● Goal
Identify each line in the records below that contains the word "blue" and copy those lines. Treat uppercase and lowercase letters as distinct.

● Dataset rows
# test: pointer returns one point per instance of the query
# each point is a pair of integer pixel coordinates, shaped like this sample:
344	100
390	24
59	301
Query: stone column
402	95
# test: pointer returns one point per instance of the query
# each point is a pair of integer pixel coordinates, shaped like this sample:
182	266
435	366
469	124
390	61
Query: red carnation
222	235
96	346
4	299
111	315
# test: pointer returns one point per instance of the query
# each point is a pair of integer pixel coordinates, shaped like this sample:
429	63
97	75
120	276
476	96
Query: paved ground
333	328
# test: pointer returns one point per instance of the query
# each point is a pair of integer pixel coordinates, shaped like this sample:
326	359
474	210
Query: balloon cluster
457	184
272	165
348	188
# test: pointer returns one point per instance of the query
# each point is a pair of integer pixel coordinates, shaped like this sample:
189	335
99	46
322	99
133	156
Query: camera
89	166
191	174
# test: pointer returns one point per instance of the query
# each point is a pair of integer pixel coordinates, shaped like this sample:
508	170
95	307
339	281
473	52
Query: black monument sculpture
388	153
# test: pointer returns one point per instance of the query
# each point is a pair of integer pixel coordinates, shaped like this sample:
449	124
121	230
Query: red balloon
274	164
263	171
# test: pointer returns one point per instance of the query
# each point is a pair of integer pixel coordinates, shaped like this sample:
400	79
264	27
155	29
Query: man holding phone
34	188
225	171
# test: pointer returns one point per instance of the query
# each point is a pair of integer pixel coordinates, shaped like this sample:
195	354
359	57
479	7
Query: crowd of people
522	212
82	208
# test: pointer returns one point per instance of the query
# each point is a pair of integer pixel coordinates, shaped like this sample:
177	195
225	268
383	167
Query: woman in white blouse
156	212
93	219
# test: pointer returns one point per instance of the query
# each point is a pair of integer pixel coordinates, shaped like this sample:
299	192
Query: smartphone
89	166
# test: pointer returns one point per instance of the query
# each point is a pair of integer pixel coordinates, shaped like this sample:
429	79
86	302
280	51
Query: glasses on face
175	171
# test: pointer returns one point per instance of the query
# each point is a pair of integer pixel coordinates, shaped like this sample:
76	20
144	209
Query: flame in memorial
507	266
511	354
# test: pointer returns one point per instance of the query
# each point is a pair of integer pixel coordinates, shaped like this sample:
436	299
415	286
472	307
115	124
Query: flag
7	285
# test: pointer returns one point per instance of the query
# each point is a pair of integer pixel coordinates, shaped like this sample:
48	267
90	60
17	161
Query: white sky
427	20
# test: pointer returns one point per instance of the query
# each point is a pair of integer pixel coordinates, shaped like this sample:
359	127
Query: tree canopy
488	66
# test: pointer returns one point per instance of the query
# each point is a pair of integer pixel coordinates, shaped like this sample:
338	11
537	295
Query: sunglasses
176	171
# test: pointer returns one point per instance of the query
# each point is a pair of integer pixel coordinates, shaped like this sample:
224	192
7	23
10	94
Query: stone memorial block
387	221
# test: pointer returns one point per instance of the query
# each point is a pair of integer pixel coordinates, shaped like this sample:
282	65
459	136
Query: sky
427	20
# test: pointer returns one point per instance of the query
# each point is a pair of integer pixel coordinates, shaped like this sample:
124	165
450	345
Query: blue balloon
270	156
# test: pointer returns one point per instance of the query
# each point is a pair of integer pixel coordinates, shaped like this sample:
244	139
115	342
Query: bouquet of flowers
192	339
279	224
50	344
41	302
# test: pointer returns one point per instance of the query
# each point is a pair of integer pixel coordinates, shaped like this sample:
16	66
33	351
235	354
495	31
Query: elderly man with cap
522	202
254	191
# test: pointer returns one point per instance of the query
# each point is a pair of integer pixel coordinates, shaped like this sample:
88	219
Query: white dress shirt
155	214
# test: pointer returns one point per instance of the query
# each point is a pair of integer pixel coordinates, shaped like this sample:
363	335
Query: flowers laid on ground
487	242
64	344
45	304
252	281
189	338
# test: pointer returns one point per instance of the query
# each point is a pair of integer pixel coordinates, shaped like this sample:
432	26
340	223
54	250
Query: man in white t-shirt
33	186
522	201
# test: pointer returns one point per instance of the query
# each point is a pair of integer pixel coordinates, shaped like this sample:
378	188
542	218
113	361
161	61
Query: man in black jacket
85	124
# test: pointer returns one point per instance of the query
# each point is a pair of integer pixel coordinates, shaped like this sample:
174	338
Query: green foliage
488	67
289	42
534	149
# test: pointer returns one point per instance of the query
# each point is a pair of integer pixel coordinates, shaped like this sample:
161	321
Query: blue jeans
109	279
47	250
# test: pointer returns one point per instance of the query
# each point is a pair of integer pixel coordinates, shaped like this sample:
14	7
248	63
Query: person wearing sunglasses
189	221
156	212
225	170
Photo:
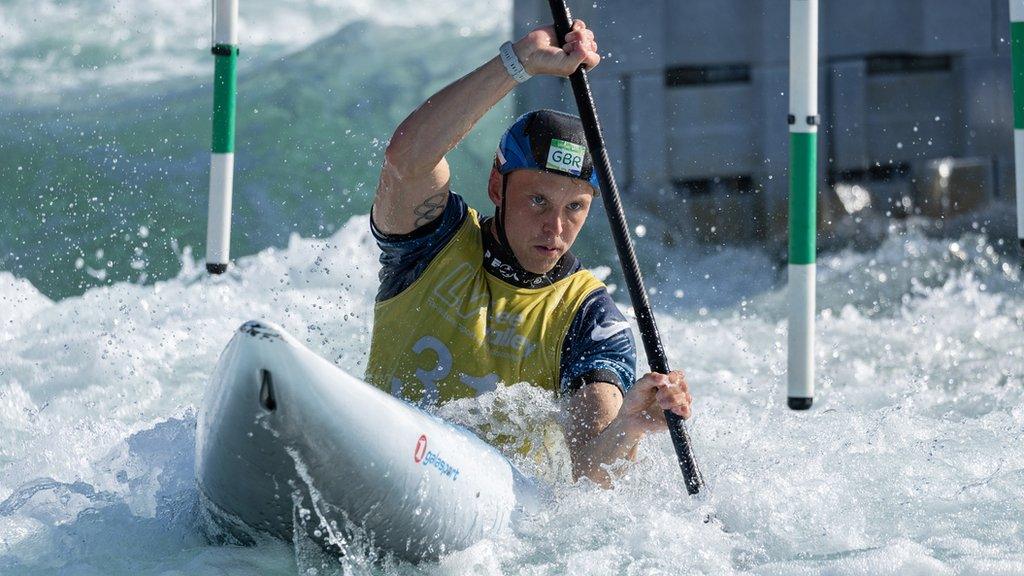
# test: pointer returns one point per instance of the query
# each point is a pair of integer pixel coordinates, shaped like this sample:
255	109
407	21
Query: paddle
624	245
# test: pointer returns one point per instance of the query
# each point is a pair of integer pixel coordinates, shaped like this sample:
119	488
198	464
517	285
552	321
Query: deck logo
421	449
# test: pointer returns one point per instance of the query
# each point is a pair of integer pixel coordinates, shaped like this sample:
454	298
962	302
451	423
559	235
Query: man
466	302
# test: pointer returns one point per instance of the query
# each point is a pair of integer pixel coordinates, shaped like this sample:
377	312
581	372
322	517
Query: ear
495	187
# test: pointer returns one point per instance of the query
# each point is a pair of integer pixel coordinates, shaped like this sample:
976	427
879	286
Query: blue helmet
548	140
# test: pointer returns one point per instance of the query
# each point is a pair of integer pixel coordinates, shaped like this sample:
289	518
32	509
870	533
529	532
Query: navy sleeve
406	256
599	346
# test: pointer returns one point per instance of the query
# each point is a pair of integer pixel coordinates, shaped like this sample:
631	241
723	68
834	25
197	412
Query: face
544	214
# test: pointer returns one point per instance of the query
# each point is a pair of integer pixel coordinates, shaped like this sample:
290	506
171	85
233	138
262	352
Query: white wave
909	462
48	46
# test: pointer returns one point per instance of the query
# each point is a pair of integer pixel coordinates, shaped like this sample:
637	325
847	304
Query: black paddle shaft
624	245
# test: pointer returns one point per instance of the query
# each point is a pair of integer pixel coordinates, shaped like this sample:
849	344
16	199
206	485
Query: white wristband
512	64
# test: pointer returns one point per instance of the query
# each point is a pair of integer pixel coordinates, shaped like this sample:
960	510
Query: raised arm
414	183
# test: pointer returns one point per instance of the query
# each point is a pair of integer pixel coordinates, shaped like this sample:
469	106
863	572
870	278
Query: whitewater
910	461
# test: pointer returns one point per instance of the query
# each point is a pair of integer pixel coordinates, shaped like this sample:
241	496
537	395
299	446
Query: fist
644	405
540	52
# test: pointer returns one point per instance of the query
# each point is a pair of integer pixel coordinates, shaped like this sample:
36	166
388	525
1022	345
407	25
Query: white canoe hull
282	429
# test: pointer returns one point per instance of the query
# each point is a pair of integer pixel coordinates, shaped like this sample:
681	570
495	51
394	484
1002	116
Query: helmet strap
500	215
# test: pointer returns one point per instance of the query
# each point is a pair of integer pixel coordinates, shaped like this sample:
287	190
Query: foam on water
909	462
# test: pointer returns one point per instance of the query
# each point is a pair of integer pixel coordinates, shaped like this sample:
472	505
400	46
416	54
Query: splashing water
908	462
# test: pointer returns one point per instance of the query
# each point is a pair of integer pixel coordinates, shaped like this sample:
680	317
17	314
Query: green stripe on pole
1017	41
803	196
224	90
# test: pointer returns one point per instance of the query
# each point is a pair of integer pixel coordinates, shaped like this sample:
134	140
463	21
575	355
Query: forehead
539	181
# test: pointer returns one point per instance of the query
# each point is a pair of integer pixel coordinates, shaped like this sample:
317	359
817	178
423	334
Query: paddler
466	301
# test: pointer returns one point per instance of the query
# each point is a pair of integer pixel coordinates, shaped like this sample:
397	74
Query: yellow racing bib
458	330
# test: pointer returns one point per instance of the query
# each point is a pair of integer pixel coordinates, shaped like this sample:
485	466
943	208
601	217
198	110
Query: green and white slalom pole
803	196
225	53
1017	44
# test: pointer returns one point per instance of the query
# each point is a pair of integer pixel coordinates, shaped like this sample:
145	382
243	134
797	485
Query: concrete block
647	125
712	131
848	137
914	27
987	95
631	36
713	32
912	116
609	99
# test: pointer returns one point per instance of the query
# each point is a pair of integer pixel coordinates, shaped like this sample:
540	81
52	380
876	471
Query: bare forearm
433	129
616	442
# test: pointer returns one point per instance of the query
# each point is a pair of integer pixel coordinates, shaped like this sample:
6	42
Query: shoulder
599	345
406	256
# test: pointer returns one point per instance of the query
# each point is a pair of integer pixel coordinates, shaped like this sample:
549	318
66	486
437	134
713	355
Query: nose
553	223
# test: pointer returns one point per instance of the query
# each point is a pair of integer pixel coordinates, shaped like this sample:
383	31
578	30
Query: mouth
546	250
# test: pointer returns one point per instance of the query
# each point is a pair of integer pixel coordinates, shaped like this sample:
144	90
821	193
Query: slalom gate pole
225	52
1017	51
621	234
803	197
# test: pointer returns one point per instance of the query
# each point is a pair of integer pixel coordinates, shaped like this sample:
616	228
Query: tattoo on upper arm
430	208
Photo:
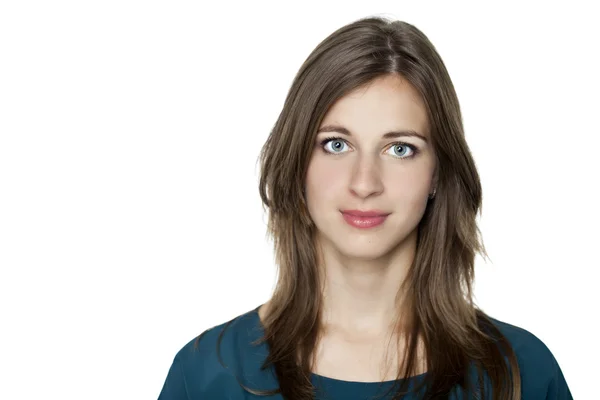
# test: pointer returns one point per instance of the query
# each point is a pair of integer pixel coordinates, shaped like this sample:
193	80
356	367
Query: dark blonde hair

---

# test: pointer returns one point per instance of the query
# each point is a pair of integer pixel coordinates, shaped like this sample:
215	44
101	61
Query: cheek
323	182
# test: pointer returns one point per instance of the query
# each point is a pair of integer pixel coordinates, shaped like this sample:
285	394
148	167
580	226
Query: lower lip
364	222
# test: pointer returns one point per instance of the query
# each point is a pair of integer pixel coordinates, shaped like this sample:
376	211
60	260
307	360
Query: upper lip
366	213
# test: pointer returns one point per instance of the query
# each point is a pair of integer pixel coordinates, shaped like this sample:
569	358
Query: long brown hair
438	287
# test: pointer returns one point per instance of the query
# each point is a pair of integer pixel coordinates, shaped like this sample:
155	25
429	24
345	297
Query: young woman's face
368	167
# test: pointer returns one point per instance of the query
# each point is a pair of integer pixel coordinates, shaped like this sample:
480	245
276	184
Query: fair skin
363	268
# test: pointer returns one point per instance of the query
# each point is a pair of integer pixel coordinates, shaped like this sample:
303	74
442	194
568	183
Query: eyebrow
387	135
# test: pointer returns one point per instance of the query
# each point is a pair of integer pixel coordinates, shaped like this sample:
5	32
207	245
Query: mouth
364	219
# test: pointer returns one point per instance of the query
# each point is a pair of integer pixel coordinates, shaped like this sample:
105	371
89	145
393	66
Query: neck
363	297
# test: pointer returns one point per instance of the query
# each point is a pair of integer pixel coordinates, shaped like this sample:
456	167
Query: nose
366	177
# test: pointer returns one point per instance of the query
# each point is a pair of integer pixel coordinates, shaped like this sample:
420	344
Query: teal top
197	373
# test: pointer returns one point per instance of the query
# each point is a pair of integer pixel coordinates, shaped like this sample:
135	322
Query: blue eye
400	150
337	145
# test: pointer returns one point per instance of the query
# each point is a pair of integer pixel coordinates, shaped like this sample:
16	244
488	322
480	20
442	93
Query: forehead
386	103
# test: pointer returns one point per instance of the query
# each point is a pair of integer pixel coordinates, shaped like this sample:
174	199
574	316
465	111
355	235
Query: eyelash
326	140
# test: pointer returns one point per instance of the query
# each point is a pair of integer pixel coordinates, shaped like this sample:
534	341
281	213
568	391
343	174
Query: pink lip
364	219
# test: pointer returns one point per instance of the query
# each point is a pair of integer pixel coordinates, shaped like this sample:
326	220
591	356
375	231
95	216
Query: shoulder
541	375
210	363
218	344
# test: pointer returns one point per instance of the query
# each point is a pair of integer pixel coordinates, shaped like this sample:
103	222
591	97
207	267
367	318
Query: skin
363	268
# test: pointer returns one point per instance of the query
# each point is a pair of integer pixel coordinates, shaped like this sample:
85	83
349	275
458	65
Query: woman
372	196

● Result of this task
Query: blue balloon
Query: blue jeans
Query: blue helmet
Query: blue eye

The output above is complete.